-- Records to use follows --
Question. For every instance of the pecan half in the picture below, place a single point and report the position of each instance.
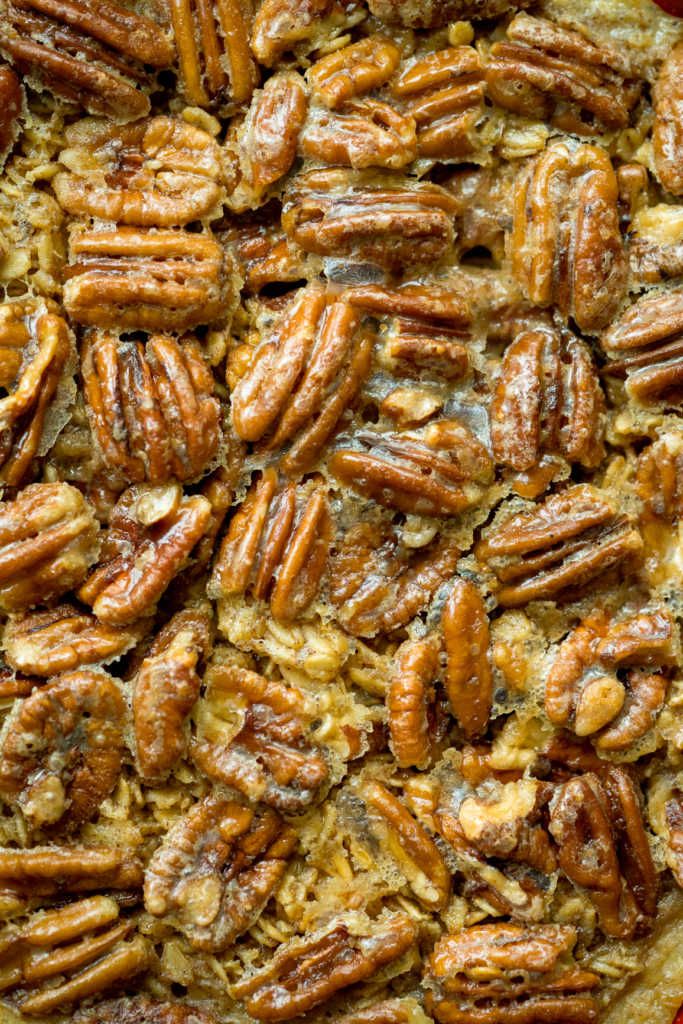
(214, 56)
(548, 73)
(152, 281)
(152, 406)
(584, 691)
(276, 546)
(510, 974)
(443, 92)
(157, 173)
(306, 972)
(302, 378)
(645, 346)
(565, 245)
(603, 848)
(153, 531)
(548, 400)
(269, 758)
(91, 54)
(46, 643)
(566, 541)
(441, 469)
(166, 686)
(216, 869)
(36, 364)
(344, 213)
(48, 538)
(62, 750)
-- Records to use concluded --
Exercise objective: Any images must be left out; transcribe the rest of the material exactly.

Answer for the task:
Question. For every instance of the pecan half in the picture below, place a single point and report the position of each instance.
(214, 56)
(548, 73)
(152, 281)
(152, 406)
(584, 691)
(276, 546)
(510, 974)
(443, 92)
(157, 173)
(306, 972)
(302, 378)
(645, 346)
(565, 245)
(603, 848)
(153, 531)
(548, 400)
(269, 758)
(91, 54)
(46, 643)
(566, 541)
(441, 469)
(166, 686)
(216, 869)
(36, 364)
(344, 213)
(48, 538)
(62, 750)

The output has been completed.